Only the lines from the one containing "mark: the soccer" to the end of the records belong in the output; print them exactly.

* _Point labeling examples_
****
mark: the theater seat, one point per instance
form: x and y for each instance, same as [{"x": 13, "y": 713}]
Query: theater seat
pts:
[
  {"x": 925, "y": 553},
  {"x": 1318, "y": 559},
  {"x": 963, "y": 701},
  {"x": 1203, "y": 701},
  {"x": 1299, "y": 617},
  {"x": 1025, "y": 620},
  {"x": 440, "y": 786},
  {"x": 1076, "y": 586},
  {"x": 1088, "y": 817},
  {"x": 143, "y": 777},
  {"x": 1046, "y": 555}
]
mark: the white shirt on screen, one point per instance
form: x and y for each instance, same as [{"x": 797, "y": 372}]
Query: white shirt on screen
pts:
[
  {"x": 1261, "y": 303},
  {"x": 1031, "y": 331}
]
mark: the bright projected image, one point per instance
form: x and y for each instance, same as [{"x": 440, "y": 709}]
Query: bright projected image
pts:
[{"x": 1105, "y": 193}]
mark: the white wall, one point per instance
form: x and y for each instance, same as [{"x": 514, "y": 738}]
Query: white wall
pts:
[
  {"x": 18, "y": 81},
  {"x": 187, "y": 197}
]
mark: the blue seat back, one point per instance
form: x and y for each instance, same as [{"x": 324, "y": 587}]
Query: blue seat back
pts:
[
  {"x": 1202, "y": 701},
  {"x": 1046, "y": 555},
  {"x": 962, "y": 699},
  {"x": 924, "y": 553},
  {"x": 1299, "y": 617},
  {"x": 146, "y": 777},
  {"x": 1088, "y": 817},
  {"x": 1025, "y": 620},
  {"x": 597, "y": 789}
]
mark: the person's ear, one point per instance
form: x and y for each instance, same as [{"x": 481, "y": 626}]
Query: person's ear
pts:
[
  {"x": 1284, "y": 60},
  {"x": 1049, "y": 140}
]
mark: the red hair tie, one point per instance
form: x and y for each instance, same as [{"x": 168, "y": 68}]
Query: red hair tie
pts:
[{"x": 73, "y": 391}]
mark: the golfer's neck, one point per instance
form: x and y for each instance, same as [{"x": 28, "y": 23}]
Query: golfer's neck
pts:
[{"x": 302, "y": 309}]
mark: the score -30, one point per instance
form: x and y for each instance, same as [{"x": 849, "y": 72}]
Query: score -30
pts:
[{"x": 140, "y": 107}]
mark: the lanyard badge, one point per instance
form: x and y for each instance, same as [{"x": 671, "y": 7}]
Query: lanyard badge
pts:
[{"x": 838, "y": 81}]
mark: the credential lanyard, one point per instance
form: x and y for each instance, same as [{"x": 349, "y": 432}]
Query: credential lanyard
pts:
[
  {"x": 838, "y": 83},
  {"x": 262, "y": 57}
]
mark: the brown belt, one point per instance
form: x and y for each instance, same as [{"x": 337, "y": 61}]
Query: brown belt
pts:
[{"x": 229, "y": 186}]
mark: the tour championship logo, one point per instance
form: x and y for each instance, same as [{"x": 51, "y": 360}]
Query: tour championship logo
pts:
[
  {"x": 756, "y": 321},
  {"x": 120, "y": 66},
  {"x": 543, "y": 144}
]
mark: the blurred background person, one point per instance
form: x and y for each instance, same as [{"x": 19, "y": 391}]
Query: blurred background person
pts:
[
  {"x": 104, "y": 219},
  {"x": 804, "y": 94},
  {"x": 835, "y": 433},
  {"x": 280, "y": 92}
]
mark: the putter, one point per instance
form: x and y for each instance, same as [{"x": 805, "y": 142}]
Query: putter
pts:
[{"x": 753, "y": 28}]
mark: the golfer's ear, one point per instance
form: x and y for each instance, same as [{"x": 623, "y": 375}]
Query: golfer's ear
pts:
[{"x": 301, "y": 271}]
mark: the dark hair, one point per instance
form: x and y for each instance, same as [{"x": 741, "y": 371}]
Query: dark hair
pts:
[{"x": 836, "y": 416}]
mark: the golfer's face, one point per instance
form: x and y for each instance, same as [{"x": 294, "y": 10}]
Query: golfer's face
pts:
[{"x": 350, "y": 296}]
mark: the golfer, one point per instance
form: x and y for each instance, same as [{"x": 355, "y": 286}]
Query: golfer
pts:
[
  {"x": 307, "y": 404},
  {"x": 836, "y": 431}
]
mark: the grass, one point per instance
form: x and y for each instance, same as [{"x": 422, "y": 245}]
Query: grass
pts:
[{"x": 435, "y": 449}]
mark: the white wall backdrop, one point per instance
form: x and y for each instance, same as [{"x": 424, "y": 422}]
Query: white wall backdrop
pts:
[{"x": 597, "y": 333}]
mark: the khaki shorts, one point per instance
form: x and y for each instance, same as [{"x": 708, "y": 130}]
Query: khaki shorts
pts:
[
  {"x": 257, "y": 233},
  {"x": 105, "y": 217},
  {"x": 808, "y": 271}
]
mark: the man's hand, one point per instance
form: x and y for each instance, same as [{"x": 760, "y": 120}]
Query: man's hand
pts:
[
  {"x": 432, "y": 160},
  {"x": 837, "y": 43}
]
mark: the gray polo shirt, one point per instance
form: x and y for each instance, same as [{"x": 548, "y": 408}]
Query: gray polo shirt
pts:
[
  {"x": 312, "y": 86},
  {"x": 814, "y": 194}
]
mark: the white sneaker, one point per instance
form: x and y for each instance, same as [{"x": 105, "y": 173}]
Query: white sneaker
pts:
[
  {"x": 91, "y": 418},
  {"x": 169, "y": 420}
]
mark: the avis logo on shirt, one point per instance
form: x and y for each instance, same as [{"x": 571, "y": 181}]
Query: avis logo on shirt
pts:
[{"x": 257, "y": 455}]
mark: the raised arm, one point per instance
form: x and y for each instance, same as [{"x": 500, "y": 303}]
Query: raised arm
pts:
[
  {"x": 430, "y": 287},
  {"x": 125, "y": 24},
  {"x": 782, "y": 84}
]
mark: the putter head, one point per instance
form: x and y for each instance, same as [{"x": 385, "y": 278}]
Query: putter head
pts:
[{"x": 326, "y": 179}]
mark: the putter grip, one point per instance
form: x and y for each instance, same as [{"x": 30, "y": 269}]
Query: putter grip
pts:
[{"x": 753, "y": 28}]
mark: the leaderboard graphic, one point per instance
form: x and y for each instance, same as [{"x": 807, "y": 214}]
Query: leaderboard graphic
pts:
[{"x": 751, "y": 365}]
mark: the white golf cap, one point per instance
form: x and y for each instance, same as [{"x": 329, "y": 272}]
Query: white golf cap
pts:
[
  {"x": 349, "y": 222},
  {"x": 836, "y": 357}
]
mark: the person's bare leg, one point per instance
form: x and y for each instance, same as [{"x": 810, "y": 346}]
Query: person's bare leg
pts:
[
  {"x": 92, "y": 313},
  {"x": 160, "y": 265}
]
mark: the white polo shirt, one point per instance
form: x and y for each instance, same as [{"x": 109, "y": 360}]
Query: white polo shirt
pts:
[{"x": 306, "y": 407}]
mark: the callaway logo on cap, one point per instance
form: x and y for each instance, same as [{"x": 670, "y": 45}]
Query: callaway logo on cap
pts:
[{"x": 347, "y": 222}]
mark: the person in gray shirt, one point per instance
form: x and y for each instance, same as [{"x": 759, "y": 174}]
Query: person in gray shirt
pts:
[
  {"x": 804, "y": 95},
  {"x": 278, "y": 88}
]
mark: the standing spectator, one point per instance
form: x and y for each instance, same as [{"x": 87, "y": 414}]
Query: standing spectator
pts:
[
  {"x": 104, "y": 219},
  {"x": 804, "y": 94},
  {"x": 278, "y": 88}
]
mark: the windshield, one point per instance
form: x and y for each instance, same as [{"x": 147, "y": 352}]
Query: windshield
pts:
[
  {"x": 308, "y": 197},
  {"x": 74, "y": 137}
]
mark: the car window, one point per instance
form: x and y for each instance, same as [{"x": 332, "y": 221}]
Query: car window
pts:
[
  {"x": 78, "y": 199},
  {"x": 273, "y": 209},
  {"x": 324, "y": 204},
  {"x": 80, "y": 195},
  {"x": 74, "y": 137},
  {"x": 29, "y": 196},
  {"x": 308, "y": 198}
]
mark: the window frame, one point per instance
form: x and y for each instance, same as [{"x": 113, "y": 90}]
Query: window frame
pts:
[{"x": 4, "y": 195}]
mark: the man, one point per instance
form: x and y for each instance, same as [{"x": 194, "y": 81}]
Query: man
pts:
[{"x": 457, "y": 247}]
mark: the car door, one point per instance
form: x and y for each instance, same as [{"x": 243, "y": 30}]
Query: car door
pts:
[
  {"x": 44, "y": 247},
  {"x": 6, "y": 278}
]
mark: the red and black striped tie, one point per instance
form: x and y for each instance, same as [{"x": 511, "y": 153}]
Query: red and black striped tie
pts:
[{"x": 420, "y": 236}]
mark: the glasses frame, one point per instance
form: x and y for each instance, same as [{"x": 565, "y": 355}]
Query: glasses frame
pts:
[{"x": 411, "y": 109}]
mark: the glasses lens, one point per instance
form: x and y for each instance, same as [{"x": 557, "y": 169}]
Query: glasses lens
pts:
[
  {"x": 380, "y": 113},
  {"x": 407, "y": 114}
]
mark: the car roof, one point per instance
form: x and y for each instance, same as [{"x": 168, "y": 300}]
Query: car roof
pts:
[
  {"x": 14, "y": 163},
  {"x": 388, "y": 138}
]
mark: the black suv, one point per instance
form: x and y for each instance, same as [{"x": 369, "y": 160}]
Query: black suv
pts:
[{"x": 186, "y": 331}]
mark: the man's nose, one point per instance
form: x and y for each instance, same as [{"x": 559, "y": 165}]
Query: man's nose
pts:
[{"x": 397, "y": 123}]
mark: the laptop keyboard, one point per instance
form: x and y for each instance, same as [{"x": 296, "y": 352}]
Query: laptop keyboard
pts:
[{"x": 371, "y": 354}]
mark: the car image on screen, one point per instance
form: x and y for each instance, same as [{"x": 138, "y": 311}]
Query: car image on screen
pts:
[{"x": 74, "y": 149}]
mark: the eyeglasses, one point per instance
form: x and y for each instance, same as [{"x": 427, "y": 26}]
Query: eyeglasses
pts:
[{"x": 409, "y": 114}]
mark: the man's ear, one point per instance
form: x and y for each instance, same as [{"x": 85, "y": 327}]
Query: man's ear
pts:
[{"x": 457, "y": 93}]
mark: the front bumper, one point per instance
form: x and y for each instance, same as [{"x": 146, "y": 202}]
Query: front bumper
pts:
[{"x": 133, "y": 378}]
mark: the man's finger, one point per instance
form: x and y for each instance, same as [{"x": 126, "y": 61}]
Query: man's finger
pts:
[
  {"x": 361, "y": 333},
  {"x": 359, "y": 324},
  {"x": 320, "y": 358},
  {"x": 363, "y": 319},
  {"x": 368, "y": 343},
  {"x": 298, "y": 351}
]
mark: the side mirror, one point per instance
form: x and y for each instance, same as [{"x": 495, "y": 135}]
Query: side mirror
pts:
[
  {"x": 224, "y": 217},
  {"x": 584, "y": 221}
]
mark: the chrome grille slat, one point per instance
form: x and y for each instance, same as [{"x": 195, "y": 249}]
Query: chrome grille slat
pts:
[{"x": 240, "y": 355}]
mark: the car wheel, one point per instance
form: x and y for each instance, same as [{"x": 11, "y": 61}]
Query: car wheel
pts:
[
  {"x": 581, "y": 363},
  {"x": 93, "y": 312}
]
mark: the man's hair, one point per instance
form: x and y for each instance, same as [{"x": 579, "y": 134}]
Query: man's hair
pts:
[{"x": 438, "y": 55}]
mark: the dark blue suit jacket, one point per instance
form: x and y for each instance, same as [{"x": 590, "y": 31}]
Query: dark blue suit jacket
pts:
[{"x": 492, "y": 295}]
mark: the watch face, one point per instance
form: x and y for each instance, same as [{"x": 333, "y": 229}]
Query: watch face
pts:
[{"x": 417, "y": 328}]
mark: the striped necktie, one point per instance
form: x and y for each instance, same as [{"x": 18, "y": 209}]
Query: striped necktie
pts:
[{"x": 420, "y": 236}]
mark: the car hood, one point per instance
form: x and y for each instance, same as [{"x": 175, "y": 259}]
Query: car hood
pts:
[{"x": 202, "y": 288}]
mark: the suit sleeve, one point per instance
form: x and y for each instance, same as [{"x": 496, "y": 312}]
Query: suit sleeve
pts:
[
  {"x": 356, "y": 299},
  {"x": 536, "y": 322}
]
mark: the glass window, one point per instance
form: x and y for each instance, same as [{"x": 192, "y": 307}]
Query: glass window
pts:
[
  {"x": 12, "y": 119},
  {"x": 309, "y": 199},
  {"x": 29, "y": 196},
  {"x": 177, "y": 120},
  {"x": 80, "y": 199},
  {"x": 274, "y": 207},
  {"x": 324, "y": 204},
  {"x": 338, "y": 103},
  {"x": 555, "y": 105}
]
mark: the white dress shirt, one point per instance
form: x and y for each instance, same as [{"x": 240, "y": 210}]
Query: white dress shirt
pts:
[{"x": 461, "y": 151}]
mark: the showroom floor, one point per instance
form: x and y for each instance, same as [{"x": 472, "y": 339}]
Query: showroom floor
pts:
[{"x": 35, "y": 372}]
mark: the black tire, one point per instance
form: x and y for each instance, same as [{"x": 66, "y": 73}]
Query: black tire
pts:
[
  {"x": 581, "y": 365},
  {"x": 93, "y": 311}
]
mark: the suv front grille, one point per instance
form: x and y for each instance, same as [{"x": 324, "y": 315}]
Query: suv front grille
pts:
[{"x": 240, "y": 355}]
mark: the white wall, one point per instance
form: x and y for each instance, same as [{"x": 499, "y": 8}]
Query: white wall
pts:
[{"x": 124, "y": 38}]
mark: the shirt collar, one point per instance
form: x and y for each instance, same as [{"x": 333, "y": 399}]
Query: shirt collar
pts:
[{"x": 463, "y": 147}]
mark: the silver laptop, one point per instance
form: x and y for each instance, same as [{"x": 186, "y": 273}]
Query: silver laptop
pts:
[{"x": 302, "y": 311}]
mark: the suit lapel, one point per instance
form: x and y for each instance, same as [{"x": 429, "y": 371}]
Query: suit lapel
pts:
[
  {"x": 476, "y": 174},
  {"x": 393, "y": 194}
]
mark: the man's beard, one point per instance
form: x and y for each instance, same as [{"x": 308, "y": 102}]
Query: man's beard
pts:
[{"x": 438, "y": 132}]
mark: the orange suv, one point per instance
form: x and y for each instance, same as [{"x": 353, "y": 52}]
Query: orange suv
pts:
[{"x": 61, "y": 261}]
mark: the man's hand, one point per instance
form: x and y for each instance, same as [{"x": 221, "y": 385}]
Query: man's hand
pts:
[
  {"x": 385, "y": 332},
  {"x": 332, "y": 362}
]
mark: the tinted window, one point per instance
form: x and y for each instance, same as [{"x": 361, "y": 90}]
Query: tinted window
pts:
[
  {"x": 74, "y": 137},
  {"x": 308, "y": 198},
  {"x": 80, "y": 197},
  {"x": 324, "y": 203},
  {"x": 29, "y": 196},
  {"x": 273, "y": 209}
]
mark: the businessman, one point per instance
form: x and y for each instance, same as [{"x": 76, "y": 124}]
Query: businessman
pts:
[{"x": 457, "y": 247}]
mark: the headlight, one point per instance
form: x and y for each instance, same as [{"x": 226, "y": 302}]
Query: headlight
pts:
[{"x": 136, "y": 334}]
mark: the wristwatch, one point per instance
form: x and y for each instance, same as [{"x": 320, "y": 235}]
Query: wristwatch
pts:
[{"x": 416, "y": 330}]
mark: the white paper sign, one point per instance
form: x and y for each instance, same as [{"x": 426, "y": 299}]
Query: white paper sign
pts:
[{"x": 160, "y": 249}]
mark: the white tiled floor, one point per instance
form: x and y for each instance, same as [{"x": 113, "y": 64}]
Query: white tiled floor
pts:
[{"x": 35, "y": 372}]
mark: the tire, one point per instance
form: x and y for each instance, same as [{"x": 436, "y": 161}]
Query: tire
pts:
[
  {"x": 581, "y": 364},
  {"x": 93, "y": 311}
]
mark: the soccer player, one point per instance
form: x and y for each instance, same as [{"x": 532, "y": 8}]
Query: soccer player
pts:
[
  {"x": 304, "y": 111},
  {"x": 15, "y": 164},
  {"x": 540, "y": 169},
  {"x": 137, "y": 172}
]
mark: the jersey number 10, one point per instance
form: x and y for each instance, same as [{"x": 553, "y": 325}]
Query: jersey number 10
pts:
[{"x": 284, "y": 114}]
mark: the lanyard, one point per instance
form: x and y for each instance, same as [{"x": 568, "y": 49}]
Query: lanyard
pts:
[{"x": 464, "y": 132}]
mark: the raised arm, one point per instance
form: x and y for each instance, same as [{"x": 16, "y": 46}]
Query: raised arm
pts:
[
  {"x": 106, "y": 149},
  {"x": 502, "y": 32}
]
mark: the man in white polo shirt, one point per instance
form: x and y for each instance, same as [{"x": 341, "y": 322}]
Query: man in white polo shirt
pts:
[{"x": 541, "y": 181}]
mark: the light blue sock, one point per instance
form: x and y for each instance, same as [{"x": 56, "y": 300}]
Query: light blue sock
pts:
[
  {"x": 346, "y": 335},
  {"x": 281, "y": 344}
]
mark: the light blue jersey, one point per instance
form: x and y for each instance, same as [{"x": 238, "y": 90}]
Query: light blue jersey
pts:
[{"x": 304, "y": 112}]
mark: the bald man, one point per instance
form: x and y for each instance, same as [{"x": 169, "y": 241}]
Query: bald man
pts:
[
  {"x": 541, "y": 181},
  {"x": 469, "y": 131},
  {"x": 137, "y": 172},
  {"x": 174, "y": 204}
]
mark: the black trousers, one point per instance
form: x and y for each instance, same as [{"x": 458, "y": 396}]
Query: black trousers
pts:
****
* _RESPONSE_
mark: the soccer player, one point per instance
form: x and y for each instance, same as [{"x": 532, "y": 8}]
Query: soccer player
pts:
[
  {"x": 304, "y": 111},
  {"x": 15, "y": 164},
  {"x": 540, "y": 169},
  {"x": 137, "y": 172}
]
mark: the jersey number 10, one point per instance
form: x and y for each instance, same as [{"x": 553, "y": 325}]
Query: jersey number 10
pts:
[{"x": 284, "y": 114}]
mark: the lanyard, one point per instance
form: x and y for each instance, same as [{"x": 568, "y": 49}]
Query: lanyard
pts:
[{"x": 464, "y": 132}]
mark: the raised arm, one point per instance
form: x and y for each instance, same as [{"x": 16, "y": 46}]
Query: raised arm
pts:
[
  {"x": 106, "y": 149},
  {"x": 502, "y": 32}
]
mark: the man in white polo shirt, one point per instance
form: x and y for each instance, same as [{"x": 341, "y": 322}]
Query: man in white polo shirt
pts:
[{"x": 541, "y": 181}]
mark: the light blue sock, one point per instance
form: x and y for each instance, same as [{"x": 56, "y": 300}]
Query: light blue sock
pts:
[
  {"x": 346, "y": 335},
  {"x": 281, "y": 344}
]
mark: the light blue jersey, one point per instance
form: x and y for each instance, same as [{"x": 238, "y": 90}]
Query: light blue jersey
pts:
[{"x": 304, "y": 112}]
mark: the bald man, one point per instance
form: x and y for each instance, same as [{"x": 169, "y": 241}]
Query: bald man
pts:
[
  {"x": 541, "y": 181},
  {"x": 469, "y": 131},
  {"x": 137, "y": 172},
  {"x": 174, "y": 204}
]
mark: the black trousers, one point per instance
form: x and y for each instance, same as [{"x": 458, "y": 396}]
Query: black trousers
pts:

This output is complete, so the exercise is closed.